#### Polecenie pisemne A:
Wyciągnij z listingu każdy wiersz, w którym występuje ciąg „base”. Wielkość liter ma znaczenie.

#### Blok tekstu:
----
Mejdia to się dogadałaś z ężem nie ma co;-):-D Ale musiał się strachu najeść;-)
Udanego kursowania;-)

Bbakania zdróweczka dla męża

Magdziara usdanego wieczoru

Lilianko zdrówka dla dzieciaczków i dla Was również.
 
Witam dziewczynki ja w przerwie na pizzę , wsadziłam do pieca i się robi.
Oj , denerwuję się trochę bo po raz pierwszy puściłam Wercię samą na plac zabaw i nie było by w tym nic dziwnego tylko boję się tej ulicy przez którą miała przejść.
A ja z Olą przyszłam do domku, wykąpałam już ją i się bawimy.
Moja Ola ma jeżdzik - samochodzik i powiem że na razie to jako pchacz to nie bardzo zdaje egzamin ale może za miesiąc czy dwa . Tak to trochę pojeździ w nim bo nóżkami przebiera i jedzie do tyłu , trochę trzeba poczekać aż podrośnie to będzie śmigać .
 
Witajcie!
Ja zaliczyłam poranna drzemkę z Jasiem, potem spacer od 13 do 16, obiadek i teraz m przejął małego i poszli na rowerek a ja popijam herbatkę i BB :-)
----
Wpisy ze zbioru adnotacji punktowych:
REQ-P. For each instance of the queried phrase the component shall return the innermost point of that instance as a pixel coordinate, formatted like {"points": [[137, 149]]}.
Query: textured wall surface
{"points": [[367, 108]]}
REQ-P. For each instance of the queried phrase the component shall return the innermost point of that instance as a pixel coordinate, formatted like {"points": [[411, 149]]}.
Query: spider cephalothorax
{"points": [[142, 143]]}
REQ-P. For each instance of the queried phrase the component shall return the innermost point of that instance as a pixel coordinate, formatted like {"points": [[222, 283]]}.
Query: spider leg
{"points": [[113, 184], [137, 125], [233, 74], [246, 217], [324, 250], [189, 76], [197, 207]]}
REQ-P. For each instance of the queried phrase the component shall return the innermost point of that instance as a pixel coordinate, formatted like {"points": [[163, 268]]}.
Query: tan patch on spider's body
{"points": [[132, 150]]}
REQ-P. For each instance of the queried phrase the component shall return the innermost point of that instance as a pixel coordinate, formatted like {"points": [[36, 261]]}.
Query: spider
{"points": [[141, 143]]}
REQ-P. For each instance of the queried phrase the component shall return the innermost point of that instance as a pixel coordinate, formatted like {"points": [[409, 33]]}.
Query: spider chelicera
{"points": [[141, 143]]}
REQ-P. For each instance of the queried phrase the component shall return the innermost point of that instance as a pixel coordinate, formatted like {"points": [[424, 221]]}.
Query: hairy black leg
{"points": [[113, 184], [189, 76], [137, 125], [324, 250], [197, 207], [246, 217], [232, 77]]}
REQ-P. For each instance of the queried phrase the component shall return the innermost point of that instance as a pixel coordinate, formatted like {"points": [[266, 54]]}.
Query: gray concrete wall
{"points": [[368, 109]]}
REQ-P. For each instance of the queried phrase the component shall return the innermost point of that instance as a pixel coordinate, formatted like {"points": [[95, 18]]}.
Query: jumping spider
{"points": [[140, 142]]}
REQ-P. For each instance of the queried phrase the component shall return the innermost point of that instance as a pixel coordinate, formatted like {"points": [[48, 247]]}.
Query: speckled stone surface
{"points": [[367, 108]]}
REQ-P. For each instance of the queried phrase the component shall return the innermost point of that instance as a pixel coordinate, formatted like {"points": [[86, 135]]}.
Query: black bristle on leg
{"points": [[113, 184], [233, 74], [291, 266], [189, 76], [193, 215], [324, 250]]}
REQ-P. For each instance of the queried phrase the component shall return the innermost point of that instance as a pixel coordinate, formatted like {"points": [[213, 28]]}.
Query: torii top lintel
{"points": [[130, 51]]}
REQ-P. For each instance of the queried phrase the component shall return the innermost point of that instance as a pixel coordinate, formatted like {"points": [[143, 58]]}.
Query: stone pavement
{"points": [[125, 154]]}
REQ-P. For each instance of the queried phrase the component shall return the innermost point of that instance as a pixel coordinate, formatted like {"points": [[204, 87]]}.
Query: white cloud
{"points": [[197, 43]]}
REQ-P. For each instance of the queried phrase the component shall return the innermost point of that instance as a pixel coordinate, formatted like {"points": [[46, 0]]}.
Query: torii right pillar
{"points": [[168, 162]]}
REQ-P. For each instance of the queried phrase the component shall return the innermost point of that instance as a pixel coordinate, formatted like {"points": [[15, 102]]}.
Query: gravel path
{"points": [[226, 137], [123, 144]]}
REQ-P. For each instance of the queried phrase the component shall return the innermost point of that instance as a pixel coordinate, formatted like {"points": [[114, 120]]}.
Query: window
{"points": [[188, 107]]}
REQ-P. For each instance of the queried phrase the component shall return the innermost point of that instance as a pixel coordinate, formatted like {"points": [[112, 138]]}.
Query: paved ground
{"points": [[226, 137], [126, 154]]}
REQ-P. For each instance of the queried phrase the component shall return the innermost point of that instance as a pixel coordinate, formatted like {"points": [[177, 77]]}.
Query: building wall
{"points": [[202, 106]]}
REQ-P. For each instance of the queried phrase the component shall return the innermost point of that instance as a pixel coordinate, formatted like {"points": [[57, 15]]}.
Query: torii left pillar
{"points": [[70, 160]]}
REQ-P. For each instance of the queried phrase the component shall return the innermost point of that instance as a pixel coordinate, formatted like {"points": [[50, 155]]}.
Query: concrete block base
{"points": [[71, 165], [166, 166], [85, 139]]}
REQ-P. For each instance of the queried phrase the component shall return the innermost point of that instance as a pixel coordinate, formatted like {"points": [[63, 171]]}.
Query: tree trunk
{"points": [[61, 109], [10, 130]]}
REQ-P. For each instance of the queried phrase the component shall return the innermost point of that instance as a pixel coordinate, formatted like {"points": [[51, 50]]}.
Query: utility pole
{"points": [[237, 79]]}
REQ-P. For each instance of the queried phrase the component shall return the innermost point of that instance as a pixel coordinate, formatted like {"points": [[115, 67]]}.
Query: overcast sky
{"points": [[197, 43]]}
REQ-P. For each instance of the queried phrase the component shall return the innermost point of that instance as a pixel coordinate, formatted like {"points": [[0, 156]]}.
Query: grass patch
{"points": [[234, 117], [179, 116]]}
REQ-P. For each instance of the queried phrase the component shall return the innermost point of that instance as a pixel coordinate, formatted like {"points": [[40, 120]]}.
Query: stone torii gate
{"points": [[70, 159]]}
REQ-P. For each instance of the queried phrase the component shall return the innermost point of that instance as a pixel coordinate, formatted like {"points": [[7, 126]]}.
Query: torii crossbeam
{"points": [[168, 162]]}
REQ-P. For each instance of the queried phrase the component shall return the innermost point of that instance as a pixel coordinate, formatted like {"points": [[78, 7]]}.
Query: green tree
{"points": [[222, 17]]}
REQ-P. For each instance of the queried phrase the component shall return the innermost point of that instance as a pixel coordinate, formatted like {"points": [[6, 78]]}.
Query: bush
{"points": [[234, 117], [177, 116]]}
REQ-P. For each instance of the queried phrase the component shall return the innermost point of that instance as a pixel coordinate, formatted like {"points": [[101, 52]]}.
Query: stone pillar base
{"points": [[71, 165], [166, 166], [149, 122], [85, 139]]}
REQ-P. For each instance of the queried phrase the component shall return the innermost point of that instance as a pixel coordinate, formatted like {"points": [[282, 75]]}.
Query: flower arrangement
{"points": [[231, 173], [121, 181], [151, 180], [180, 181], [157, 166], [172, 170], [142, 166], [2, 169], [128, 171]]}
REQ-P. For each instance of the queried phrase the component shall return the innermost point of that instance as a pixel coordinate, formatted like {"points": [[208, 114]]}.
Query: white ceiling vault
----
#### Polecenie pisemne B:
Powtórz wiernie fragment wpisów z forum: wszystko od słów „Magdziara usdanego wieczoru” w dół aż po słowa „i się robi.”.

#### Wynik ćwiczenia A:
Query: concrete block base
Query: stone pillar base

#### Wynik ćwiczenia B:
Magdziara usdanego wieczoru

Lilianko zdrówka dla dzieciaczków i dla Was również.
 
Witam dziewczynki ja w przerwie na pizzę , wsadziłam do pieca i się robi.